• _Actions to take_:
1) In the Bonded Parallels film entry, what is Laura's occupation?
2) Summarize the Bonded Parallels film entry in two sentences.

=== Given text ===

- Directed by: Hovhannes Galstyan
- Written by: Hovhannes Galstyan
- Produced by: Gevorg Gevorgyan Jean-Marie Delbary Hovhannes Galstyan Marie-Anne Le Metayer-Djivelekian Olivier Oursel Trond Brede Andersen
- Starring: Siri Helene Müller Laurence Ritter Sos Janibekyan Serge Avedikian
- Cinematography: Rouben Gasparyan
- Music by: Vahagn Hayrapetyan
- Production company: Parallels Film Production
- Release dates: 23 June 2009 (MIFF); 15 July 2009 (Armenia);
- Running time: 91 minutes
- Country: Armenia
- Language: Armenian

= Bonded Parallels =

2009 film by Hovhannes Galstyan

Bonded Parallels (Խճճված զուգահեռներ) is a 2009 film written and directed by Armenian filmmaker Hovhannes Galstyan. This film deals with two stories which take place at different times and linked by the birth of the protagonist, the daughter, and the death of the second main character, the mother. The destiny of these two heroines has been influenced by the true story of an Armenian soldier during World War II in Norway and by director's personal history.

In 2009 and 2010, the film was shown at international film festivals in Moscow, Yerevan, Toronto, Orenburg, Volokolamsk, Rotterdam, Houston, Cannes, Los Angeles, and São Paulo. It also appeared at Best of CIS Countries festivals in Russia, Ukraine, Armenia, Kazakhstan, Austria, and the Czech Republic.

==Plot==
Norway, World War II. Hanna, whose husband Henrik participates in the resistance movement, gives temporary asylum to a prisoner of war, Arakel, by hiding him in her house in northern Norway. The presence of this stranger changes Hanna's life, and she starts writing about her mixed feelings in her diary.

Soviet Union, Armenia, 1988. Laura, 42, a single and fiercely independent math teacher, lives a quiet and isolated life in Yerevan. It seems that nothing can change her rigidly ordered daily routine until she receives the diary of her mother, who died while giving birth to her. As Laura learns about her parents' story for the first time - a love story of desperation, loss and primal passion - she begins to experience a parallel story of forbidden love in her own life.

=== Recorded data ===

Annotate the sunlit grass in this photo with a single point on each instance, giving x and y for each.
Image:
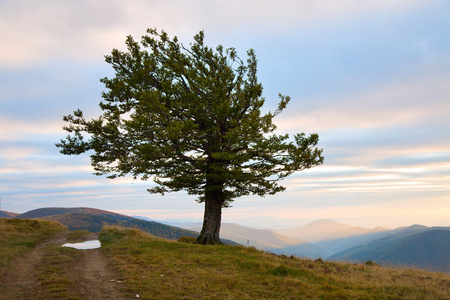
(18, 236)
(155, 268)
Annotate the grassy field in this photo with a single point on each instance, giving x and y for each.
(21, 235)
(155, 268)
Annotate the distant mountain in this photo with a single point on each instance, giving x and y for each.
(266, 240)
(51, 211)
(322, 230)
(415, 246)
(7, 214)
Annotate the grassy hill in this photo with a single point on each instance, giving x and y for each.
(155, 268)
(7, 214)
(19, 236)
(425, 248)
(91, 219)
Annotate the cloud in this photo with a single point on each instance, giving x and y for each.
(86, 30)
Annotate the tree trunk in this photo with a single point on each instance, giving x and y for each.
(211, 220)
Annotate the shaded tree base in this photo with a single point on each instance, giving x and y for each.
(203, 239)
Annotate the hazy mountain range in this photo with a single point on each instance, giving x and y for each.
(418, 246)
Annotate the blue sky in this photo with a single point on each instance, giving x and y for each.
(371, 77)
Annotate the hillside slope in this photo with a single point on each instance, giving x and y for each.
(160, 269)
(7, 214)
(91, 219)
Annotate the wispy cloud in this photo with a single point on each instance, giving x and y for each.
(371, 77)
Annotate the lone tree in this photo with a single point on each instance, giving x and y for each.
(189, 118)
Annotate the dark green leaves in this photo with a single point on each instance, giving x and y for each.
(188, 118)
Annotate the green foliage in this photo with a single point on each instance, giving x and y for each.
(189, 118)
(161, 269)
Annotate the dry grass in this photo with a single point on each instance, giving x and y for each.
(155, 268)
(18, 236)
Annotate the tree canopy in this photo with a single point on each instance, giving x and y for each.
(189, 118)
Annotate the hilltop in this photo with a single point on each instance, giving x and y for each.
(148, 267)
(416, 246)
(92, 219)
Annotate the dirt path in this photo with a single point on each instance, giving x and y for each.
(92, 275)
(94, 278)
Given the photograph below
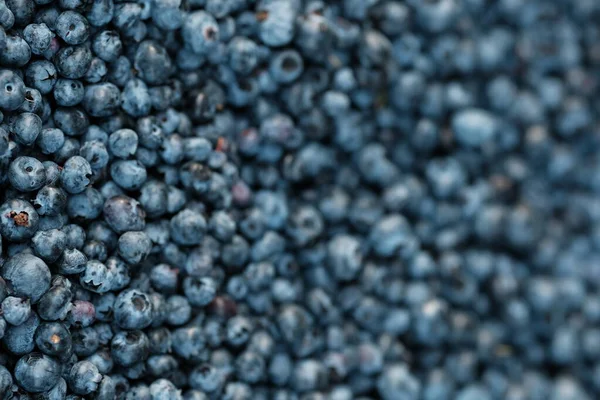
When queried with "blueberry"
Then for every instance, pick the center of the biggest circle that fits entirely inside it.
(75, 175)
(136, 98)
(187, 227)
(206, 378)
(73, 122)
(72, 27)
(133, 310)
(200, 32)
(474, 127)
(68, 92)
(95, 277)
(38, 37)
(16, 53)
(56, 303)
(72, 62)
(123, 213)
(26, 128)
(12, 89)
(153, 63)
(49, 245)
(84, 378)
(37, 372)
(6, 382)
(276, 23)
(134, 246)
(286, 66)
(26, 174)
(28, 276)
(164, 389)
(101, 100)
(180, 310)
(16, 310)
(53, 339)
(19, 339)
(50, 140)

===
=== Recorded data ===

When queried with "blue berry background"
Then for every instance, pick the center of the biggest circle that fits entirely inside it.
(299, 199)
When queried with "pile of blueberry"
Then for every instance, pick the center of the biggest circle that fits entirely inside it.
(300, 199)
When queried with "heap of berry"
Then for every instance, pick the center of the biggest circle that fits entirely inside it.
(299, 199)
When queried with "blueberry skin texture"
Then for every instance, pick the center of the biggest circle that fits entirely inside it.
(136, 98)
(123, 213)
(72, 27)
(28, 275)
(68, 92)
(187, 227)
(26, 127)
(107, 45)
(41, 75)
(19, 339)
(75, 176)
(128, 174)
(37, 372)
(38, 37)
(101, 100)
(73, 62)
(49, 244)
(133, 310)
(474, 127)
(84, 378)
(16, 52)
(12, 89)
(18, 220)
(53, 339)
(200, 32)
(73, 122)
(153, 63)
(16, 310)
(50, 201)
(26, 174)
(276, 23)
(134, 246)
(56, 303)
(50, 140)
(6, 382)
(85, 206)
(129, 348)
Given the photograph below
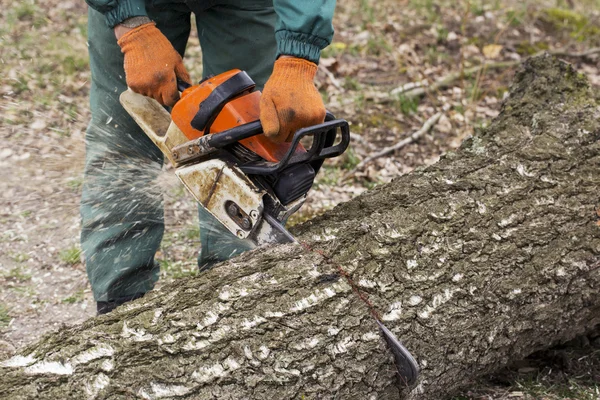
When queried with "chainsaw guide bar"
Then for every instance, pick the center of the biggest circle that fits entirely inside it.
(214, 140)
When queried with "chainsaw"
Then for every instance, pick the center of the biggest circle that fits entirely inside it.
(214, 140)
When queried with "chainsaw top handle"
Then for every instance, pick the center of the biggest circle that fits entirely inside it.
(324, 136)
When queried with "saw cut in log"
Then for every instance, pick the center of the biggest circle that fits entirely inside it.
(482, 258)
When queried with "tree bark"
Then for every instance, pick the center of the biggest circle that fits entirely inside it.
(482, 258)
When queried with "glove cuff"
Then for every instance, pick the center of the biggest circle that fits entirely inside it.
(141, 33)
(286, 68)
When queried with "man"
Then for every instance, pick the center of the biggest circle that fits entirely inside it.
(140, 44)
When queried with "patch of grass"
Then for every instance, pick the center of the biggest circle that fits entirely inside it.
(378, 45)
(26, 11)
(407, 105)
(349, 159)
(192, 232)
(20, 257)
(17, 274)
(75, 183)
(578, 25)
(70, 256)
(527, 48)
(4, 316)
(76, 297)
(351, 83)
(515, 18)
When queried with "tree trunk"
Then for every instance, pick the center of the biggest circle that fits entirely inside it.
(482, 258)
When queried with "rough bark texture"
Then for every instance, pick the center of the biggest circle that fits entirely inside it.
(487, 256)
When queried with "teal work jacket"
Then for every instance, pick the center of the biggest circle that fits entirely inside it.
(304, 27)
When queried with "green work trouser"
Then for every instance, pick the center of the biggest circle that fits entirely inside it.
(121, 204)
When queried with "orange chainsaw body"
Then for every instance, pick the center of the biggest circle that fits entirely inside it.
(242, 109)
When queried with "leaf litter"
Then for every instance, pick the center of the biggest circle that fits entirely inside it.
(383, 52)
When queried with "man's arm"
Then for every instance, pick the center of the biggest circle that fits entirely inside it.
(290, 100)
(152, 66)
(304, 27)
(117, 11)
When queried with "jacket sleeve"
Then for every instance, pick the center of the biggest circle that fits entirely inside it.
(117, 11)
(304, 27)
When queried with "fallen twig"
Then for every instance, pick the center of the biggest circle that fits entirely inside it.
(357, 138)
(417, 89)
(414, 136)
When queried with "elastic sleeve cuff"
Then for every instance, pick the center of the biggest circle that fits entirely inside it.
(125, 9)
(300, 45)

===

• _Expected answers_:
1) Laura is a math teacher.

2) Bonded Parallels is a 2009 Armenian film written and directed by Hovhannes Galstyan, shown at international film festivals in 2009 and 2010. It links two stories, one about Hanna hiding a prisoner of war named Arakel in northern Norway during World War II, and one about her daughter Laura, a math teacher in 1988 Yerevan who learns her parents' story from her mother's diary and begins to experience a forbidden love of her own.